## Tasks and exercises
[1] In the passage about the CPSC's work under the CPSIA, what did Nord say the consumer complaint database would cost to set up?
[2] Extend the passage about the CPSC's work under the CPSIA, picking up right after its final sentence.

## Given text
So what has the CPSC been up to since the bill’s passage? About two weeks ago, the agency held a public meeting to discuss its work in implementing the new law and built a web site devoted to CPSIA implementation. The web site contains summaries and interpretations of the new requirements, and a helpful timetable referred to as CPSC “Required Actions” under the Act, which lists its tasks (a majority of which is rulemaking) for the coming months and years. Conspicuously absent from its “Required Actions” list, however, is the consumer complaint database – a crucial part of this product safety overhaul.
Development of the database is
something to watch. The agency was less than enthusiastic about the
database when Congress was debating the CPSIA. Now the agency has less
than six months to draft and submit its database plan to Congress.
Curiously, the staff said little about the database at the public
meeting, except noting that building it is contingent on receiving more
resources from Congress. In testimony earlier this year, Nord said that
the database would cost $20 million to set up and $2.5 to $3.5 million
per year to maintain.

## Information provided

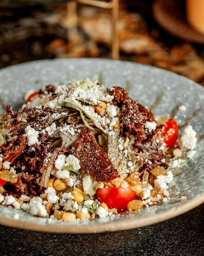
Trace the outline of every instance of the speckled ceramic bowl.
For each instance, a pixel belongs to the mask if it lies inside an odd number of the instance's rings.
[[[203,106],[204,88],[183,76],[130,62],[91,58],[40,61],[2,69],[0,70],[0,95],[6,104],[17,108],[23,103],[24,95],[29,90],[66,83],[70,78],[79,80],[88,76],[94,79],[99,74],[101,77],[101,73],[109,87],[124,87],[128,81],[131,97],[146,106],[152,104],[158,92],[166,88],[154,111],[156,115],[171,114],[174,107],[181,102],[186,109],[180,112],[178,118],[184,120]],[[202,110],[191,121],[198,136],[204,133],[204,120]],[[169,202],[114,219],[84,221],[77,224],[38,218],[0,206],[0,224],[47,232],[91,233],[135,228],[173,218],[204,202],[204,140],[198,142],[193,159],[182,170],[184,173],[175,177],[169,184],[169,192],[174,196]],[[172,190],[171,188],[175,184],[177,188]],[[186,199],[181,201],[182,195],[186,196]]]

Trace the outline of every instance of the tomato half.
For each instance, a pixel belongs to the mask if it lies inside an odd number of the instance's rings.
[[[26,101],[26,104],[27,104],[28,102],[32,101],[33,101],[34,99],[35,99],[35,98],[38,98],[39,97],[39,96],[40,94],[38,92],[35,92],[31,93]]]
[[[7,181],[6,181],[5,180],[2,180],[1,179],[0,179],[0,186],[4,186],[4,185],[5,185],[5,184],[6,184],[7,182]]]
[[[157,133],[156,137],[162,142],[165,142],[168,148],[171,148],[176,142],[178,136],[177,123],[170,118]]]
[[[122,188],[104,188],[97,190],[99,202],[104,202],[109,208],[116,208],[118,211],[125,211],[127,204],[135,198],[136,194],[134,190]]]

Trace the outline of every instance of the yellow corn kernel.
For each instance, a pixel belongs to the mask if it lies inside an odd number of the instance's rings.
[[[120,128],[120,124],[118,122],[113,126],[113,127],[115,128],[115,129],[119,129]]]
[[[23,202],[22,201],[21,201],[21,200],[20,200],[20,199],[15,199],[15,200],[16,201],[16,202],[18,202],[21,205],[22,205],[22,204],[23,204]]]
[[[140,200],[133,200],[128,203],[127,209],[129,211],[138,211],[143,207],[143,204]]]
[[[133,186],[132,184],[130,184],[128,187],[130,189],[132,189],[132,190],[134,190],[137,195],[138,195],[140,193],[141,193],[143,190],[142,187],[139,185]]]
[[[83,201],[83,196],[79,193],[74,193],[72,194],[74,197],[73,200],[77,202],[77,203],[81,203]]]
[[[64,212],[62,211],[58,211],[58,210],[55,210],[54,212],[54,216],[55,218],[57,220],[61,220],[62,218],[62,216]]]
[[[109,208],[108,208],[106,204],[105,204],[105,203],[101,203],[99,205],[99,207],[102,207],[107,211],[109,211]]]
[[[56,180],[54,182],[54,187],[57,191],[60,191],[64,189],[67,185],[60,180]]]
[[[62,215],[63,220],[69,222],[76,220],[76,215],[72,212],[64,212]]]
[[[106,109],[106,108],[107,107],[107,105],[105,104],[105,102],[103,101],[101,101],[101,107],[95,107],[95,110],[97,112],[97,113],[99,114],[101,114],[101,112],[104,112],[104,110]]]
[[[88,213],[83,213],[81,211],[77,211],[76,213],[76,216],[80,220],[89,220],[91,216]]]
[[[48,180],[48,187],[51,186],[54,188],[54,179],[50,179]]]
[[[82,194],[83,193],[83,191],[82,190],[81,190],[80,189],[77,189],[77,188],[75,189],[74,189],[72,191],[72,195],[74,196],[74,194],[76,194],[76,193],[82,195]]]

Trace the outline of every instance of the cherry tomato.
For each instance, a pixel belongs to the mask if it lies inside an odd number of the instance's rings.
[[[136,195],[132,189],[115,187],[99,189],[97,195],[101,203],[105,203],[109,208],[116,208],[118,212],[126,210],[128,203]]]
[[[28,102],[30,102],[30,101],[32,101],[35,98],[38,98],[39,97],[40,95],[39,93],[38,92],[35,92],[33,93],[32,93],[28,98],[27,100],[26,101],[26,104],[27,104]]]
[[[178,135],[178,127],[176,122],[170,118],[162,129],[156,134],[156,137],[165,142],[168,148],[171,148],[176,141]]]
[[[5,185],[5,184],[6,184],[7,182],[7,181],[6,181],[5,180],[2,180],[1,179],[0,179],[0,186],[4,186],[4,185]]]

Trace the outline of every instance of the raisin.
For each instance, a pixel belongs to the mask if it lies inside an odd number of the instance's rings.
[[[110,95],[113,95],[116,101],[118,103],[124,101],[129,98],[128,93],[124,89],[121,87],[115,86],[108,91]]]
[[[81,169],[97,181],[106,182],[118,176],[117,170],[96,140],[94,134],[86,128],[76,143],[76,153]]]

## The answers
[1] $20 million.

[2]
In
addition to the database, the new law requires about 40 new
rulemakings. The timelines are “very ambitious,” Nord said more than
once to her audience of mostly industry lawyers. No doubt the CPSC has
been handed a gargantuan task. But that is to be expected after so many
years of mediocrity and neglect in the product safety arena. In less
than six months, the agency will have acted on the phthalates ban, toy
standards, the product database and the requirements for recall
notices. By the time the one-year anniversary rolls around, it will
have addressed the ban on lead in toys, tracking labels for children’s
products (if the agency chooses to implement rules for this
requirement), durable children’s products, cribs, infant/toddler
products and the final regulation for civil penalties. After the last
few years of unprecedented recalls and injuries suffered by American
consumers, these costs and tight deadlines are little price to pay to
put up the database and promulgate so many vital new rules.